■ Work instruction:
Search the data below for the word "stadium" and report how many lines contain it. Nothing but the number is needed.
Input data START
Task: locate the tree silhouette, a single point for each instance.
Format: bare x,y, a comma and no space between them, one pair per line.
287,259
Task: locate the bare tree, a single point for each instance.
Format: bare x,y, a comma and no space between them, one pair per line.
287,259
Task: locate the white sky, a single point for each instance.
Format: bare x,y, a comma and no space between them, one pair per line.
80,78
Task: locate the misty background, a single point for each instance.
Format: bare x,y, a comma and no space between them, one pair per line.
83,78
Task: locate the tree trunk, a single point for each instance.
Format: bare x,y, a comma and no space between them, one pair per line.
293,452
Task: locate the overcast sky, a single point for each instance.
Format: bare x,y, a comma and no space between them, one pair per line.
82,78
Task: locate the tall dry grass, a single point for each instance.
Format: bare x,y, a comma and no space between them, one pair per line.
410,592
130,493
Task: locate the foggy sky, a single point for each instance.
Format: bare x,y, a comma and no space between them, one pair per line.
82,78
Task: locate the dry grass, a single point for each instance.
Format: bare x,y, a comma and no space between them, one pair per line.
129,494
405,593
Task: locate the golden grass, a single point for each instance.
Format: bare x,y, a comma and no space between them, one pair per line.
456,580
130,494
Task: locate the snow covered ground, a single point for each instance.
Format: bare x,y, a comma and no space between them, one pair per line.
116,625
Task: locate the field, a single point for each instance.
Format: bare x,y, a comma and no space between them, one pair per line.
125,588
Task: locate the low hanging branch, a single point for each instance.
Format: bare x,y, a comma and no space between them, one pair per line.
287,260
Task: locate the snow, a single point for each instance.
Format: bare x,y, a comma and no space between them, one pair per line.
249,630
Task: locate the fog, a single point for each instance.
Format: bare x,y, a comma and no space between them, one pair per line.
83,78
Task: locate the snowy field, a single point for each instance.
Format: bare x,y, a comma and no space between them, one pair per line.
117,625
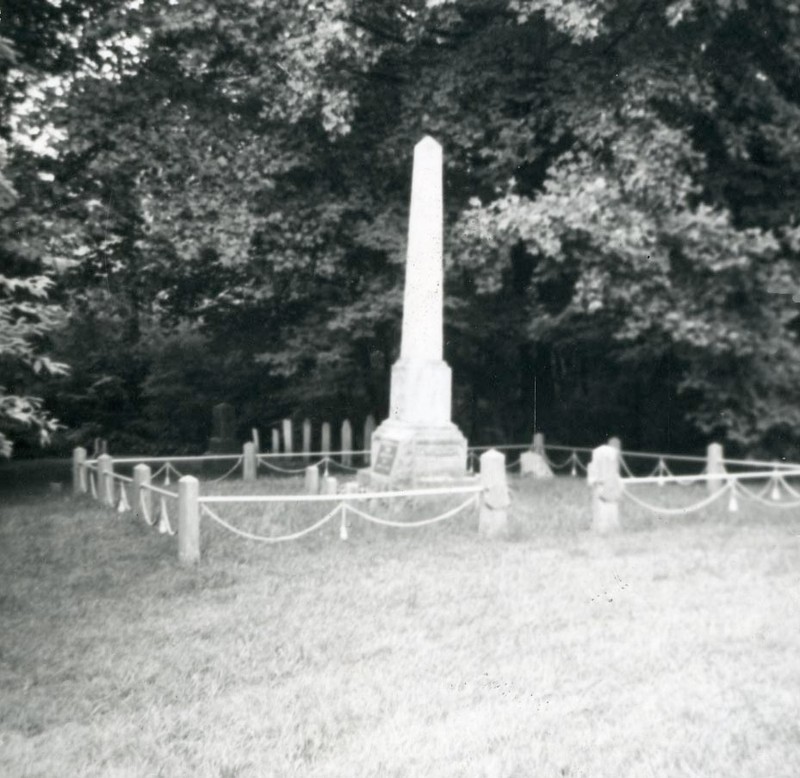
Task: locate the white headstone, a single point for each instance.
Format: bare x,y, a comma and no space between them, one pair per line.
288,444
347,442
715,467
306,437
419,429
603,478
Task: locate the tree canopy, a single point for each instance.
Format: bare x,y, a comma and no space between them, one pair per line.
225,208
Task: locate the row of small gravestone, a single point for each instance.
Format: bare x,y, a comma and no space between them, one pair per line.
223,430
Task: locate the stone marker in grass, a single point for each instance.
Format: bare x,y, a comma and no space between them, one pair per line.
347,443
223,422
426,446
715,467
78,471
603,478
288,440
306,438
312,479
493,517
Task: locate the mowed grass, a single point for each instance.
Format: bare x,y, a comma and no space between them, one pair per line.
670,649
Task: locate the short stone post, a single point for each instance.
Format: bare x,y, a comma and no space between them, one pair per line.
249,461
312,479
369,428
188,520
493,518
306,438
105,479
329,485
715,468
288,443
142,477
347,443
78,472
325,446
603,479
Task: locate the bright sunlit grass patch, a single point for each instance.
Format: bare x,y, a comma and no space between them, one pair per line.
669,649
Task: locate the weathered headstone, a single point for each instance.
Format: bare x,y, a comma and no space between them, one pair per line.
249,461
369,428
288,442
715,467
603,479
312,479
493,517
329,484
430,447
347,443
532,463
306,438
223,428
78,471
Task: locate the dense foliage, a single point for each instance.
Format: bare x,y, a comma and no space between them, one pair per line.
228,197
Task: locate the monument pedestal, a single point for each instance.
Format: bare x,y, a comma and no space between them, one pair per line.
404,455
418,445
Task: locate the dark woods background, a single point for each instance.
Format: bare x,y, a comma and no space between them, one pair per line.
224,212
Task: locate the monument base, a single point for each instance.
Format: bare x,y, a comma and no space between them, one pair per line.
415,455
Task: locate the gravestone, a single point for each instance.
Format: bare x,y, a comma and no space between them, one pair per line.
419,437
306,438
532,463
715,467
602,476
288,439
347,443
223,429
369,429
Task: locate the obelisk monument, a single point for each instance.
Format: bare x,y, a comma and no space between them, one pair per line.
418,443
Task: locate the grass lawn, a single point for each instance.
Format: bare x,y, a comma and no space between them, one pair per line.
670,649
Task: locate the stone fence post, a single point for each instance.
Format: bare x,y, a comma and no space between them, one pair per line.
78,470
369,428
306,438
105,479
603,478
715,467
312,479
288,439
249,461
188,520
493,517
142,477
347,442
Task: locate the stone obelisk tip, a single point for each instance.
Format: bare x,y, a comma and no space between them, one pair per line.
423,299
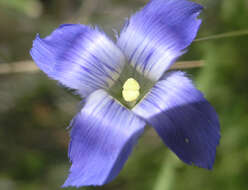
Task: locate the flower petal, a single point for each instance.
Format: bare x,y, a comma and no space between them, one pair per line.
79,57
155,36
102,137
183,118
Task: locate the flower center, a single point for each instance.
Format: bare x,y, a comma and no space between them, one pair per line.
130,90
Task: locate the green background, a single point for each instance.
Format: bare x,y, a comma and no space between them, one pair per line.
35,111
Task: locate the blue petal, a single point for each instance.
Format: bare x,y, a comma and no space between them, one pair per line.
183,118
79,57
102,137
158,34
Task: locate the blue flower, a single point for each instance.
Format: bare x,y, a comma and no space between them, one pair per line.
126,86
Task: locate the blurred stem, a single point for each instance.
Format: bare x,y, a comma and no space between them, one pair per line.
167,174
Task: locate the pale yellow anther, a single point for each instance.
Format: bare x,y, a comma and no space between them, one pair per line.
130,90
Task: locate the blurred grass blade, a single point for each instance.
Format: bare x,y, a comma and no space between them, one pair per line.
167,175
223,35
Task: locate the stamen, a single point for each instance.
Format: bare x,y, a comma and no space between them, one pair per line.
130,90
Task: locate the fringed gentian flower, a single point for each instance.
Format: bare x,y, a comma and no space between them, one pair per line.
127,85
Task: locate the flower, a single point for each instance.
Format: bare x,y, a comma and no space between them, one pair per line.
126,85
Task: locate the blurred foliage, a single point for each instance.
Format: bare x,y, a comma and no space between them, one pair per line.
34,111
Input data END
Input data START
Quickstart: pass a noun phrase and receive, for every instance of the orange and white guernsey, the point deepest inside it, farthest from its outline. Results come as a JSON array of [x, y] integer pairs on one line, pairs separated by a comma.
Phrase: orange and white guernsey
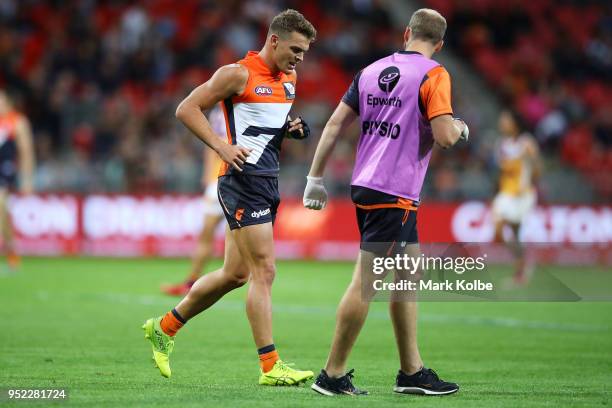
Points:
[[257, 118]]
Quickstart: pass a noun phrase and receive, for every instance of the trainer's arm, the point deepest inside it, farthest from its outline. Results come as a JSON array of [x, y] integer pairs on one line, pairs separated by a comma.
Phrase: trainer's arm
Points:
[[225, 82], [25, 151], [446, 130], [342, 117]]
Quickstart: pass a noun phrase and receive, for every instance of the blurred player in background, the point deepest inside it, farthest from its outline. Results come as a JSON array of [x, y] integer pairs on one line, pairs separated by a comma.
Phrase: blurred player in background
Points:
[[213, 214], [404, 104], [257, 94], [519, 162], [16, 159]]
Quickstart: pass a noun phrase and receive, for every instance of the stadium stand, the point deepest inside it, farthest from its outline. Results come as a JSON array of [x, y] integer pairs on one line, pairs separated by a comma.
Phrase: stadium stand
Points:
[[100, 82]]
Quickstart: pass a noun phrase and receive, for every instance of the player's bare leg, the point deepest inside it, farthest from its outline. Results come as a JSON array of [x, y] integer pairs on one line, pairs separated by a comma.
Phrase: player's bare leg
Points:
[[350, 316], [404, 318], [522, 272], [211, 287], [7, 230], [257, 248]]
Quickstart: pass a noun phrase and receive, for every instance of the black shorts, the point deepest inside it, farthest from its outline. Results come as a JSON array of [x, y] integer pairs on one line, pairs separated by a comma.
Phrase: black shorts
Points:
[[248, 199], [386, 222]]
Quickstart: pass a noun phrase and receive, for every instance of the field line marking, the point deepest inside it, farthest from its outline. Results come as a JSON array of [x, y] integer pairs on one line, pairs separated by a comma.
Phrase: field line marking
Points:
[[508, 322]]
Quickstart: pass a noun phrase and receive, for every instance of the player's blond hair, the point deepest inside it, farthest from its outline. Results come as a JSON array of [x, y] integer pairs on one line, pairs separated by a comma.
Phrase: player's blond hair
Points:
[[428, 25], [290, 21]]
Input data END
■ Written solution:
2